Update the material below by replacing every "screenshot" with "image", leaving everything else unchanged.

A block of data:
■ ■ ■ ■

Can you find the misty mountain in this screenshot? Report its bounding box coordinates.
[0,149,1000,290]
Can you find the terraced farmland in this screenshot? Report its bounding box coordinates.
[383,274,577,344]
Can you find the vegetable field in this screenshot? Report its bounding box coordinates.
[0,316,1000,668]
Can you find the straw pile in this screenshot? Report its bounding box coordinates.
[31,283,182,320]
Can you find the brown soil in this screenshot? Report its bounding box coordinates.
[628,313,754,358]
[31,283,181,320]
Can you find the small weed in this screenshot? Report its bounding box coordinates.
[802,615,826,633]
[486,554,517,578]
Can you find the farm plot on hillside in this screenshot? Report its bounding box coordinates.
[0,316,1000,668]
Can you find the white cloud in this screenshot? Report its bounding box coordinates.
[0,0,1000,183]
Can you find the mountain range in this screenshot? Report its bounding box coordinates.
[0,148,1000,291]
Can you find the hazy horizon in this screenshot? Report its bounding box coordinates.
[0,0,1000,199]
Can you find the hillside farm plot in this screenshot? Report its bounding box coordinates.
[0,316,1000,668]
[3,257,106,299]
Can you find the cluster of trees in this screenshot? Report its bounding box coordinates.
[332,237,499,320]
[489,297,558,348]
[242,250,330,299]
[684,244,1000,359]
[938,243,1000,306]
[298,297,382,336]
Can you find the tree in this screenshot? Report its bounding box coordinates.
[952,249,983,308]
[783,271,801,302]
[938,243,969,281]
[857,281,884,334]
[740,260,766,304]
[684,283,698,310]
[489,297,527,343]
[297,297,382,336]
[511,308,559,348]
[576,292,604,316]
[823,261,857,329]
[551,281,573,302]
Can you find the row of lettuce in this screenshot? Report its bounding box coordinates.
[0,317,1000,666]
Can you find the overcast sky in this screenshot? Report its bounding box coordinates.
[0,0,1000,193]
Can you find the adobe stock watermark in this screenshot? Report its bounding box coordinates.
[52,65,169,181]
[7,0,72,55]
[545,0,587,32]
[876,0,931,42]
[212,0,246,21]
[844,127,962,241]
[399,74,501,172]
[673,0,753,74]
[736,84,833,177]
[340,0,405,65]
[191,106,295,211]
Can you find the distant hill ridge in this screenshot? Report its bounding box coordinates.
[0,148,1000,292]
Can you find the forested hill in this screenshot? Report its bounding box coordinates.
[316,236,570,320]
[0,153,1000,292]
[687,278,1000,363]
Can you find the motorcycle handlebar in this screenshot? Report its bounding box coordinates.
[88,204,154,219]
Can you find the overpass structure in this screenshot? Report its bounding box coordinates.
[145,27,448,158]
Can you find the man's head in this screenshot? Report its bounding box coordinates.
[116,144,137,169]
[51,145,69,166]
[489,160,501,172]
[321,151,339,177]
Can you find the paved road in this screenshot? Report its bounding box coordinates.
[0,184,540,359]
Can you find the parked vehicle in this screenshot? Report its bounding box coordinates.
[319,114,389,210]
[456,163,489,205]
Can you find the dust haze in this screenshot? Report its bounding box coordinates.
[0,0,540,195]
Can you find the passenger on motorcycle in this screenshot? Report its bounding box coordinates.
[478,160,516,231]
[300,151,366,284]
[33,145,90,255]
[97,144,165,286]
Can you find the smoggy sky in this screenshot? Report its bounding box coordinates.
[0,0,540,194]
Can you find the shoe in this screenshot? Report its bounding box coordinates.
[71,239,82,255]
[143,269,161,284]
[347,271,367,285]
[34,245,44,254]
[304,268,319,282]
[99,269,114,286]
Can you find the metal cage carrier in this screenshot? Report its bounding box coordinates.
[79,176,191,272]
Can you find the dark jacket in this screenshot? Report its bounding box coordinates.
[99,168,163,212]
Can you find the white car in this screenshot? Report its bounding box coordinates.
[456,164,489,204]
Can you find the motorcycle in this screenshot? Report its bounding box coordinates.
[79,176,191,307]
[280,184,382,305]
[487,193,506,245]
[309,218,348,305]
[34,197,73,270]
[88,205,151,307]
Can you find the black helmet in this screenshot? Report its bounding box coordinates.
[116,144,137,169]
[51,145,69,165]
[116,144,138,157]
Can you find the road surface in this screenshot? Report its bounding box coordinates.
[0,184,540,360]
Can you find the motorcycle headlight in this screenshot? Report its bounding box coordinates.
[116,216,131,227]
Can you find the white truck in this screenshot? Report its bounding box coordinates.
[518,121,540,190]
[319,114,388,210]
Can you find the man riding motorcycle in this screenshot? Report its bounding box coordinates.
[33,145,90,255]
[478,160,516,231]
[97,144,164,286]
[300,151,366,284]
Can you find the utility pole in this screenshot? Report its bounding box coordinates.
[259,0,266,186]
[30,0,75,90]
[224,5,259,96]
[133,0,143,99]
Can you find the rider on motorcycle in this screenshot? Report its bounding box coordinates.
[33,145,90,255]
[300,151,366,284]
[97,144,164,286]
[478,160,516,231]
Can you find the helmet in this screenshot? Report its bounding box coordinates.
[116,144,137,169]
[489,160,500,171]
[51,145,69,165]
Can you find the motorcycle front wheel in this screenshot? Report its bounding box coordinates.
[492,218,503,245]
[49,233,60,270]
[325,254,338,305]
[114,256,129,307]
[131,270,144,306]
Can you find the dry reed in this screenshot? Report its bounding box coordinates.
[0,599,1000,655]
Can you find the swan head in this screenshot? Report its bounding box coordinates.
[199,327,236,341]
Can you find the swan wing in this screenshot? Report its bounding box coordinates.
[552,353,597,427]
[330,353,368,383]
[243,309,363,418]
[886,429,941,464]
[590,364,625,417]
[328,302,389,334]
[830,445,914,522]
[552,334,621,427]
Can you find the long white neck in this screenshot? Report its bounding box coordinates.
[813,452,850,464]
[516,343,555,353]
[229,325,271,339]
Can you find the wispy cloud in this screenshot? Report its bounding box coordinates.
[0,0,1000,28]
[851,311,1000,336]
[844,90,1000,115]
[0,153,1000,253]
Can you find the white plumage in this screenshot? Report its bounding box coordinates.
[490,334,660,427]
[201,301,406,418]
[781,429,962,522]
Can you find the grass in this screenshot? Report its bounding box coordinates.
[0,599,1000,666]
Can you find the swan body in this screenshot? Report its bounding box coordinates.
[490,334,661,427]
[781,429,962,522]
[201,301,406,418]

■ ■ ■ ■

● **Exercise solution**:
Can you find the misty mountain in this image? Report its bounding box coordinates.
[0,149,1000,290]
Can you find the terraced farmland in this image? Report its bounding box coordinates.
[383,274,577,344]
Can you find the vegetable field in this image? Report its bounding box coordinates.
[0,316,1000,668]
Can you find the straw pile in this image? Report its bounding box coordinates.
[31,283,182,320]
Can you find the brown soil in this image? Report its bounding box coordinates.
[628,313,754,358]
[31,283,181,320]
Can you find the small weed in this image? Report its bounding box coordinates.
[802,615,826,633]
[486,554,517,578]
Can you find the farm plot on hillside in this image? Report its bounding box coordinates.
[0,316,1000,668]
Can you find the white cloud in this image? Report its bounding box coordinates.
[0,0,1000,183]
Can you find the mountain range in this image? Report its bounding box coordinates.
[0,148,1000,291]
Can you find the hazy horizon in this image? Report its bounding box coordinates.
[0,0,1000,199]
Can you find the hillside farm plot in this image? Report its bounding box coordinates.
[0,316,1000,668]
[3,257,106,299]
Can you find the cluster of trees in this image? Report its bounding box coordinates.
[332,237,499,320]
[489,297,558,348]
[242,250,330,299]
[684,244,1000,359]
[938,243,1000,306]
[298,297,382,336]
Can you find the tree in this image? Report its bounding box coordinates.
[952,249,983,308]
[783,271,801,302]
[938,243,969,281]
[857,281,884,334]
[740,260,766,304]
[684,283,698,310]
[489,297,527,343]
[297,297,382,336]
[511,308,559,348]
[576,292,604,316]
[823,261,857,329]
[551,281,573,302]
Can you find the row of lettuce in this image? Report its bounding box coordinates.
[0,317,1000,666]
Can you find the overcast sky in this image? Report its bounding box coordinates.
[0,0,1000,193]
Can you find the adobe stock watermark in this image? Report its bounding box coordinates.
[52,65,169,181]
[7,0,72,55]
[545,0,587,32]
[876,0,931,42]
[212,0,246,21]
[844,127,962,241]
[399,74,501,172]
[673,0,753,74]
[736,84,833,177]
[340,0,405,65]
[191,106,295,211]
Can you find the distant hill ridge in this image? Report its bounding box coordinates.
[0,148,1000,292]
Can you find the forested hill in this image? Report its bounding box coordinates.
[316,236,570,320]
[0,153,1000,292]
[687,278,1000,363]
Can you find the motorcycle handlebar in this image? Report its bounding box coordinates.
[88,204,154,219]
Can you find the overpass structure in this image? Report its bounding box coordinates.
[145,27,448,158]
Can you find the man's head in this image? Report its bounding box coordinates.
[116,144,137,169]
[51,145,69,166]
[489,160,501,172]
[321,151,339,177]
Can you find the paved road in this image? Report its bounding box coordinates.
[0,184,540,359]
Can you find the parked vehicle in this image? Report its bounding box coordinates.
[319,114,389,210]
[456,163,489,205]
Can you find the dust haze in this image? Report its bounding box coordinates.
[0,0,540,195]
Can you find the passenger on motorcycle in this image? Report its bounding box coordinates.
[478,160,516,231]
[300,151,366,284]
[33,145,90,255]
[97,144,165,286]
Can you find the smoggy sky in this image? Report its bounding box coordinates.
[0,0,540,194]
Can you find the shoe in this image? Report its bounding box coordinates.
[71,239,82,255]
[143,269,161,284]
[347,271,367,285]
[34,245,44,254]
[304,268,319,282]
[99,269,114,286]
Can you find the metal cage carrier in this image? Report its bounding box coordinates.
[79,176,191,272]
Can you find the dark jacket in this image? Report its bounding box coordinates.
[99,168,163,212]
Can you find the white car in this image? Report its bounding box coordinates.
[456,164,489,204]
Can you find the motorcycle in this image? Report its bounding box coordinates.
[79,176,191,307]
[280,184,382,305]
[487,193,506,245]
[309,218,348,305]
[34,197,73,270]
[88,205,151,307]
Can you find the black helmet in this image? Report its bounding box coordinates.
[116,144,137,169]
[51,145,69,165]
[116,144,138,157]
Can you find the road surface in this image? Report its bounding box coordinates.
[0,184,540,360]
Can you find the motorcycle headlight in this image? Report its bounding box coordinates.
[116,216,131,227]
Can you find the white truck in this image? Report its bounding box coordinates.
[518,121,540,190]
[319,114,388,210]
Can you find the man riding motorcycle in this image? Report its bounding box coordinates.
[33,145,90,255]
[478,160,516,231]
[97,144,164,286]
[300,151,366,284]
Can you find the utility pole in this image? Report its bounding box coordinates.
[259,0,266,186]
[30,0,75,90]
[224,5,259,96]
[133,0,143,99]
Can you find the rider on motorcycle in this image? Report its bounding box coordinates.
[33,145,90,255]
[300,151,366,284]
[97,144,164,286]
[478,160,516,231]
Can you find the helmet in this image? Report its bounding box coordinates.
[116,144,137,169]
[489,160,500,171]
[51,145,69,165]
Can you find the motorcycle front wheel in this image? Report its bounding box coordinates.
[492,218,503,245]
[49,233,60,270]
[325,254,338,305]
[114,256,129,307]
[131,270,144,306]
Can you find the dry reed in this image? Report its bounding box coordinates.
[0,599,1000,655]
Can you find the swan head in this image? Report its bounding box coordinates.
[199,327,236,341]
Can you find the swan wing in this image? Report its bounding box coordinates.
[552,353,597,427]
[330,353,368,383]
[243,309,363,418]
[886,429,941,464]
[590,364,625,417]
[328,302,389,334]
[830,445,914,522]
[552,334,621,427]
Can you find the long white neck in this image? Report its bounding box coordinates.
[813,452,850,464]
[516,343,555,353]
[229,325,271,339]
Can you find the wispy cloud in this image? Report its bounding box coordinates.
[0,0,1000,28]
[851,311,1000,336]
[844,90,1000,115]
[0,153,1000,253]
Can you find the white plumage in this image? Report its bounding box coordinates.
[490,334,660,427]
[201,301,406,418]
[781,429,962,522]
Can you find the grass in this image? Report its bounding box coordinates.
[0,599,1000,666]
Can you find the swan body in this image? Report its bounding box coordinates.
[490,334,661,427]
[781,429,962,522]
[201,301,406,418]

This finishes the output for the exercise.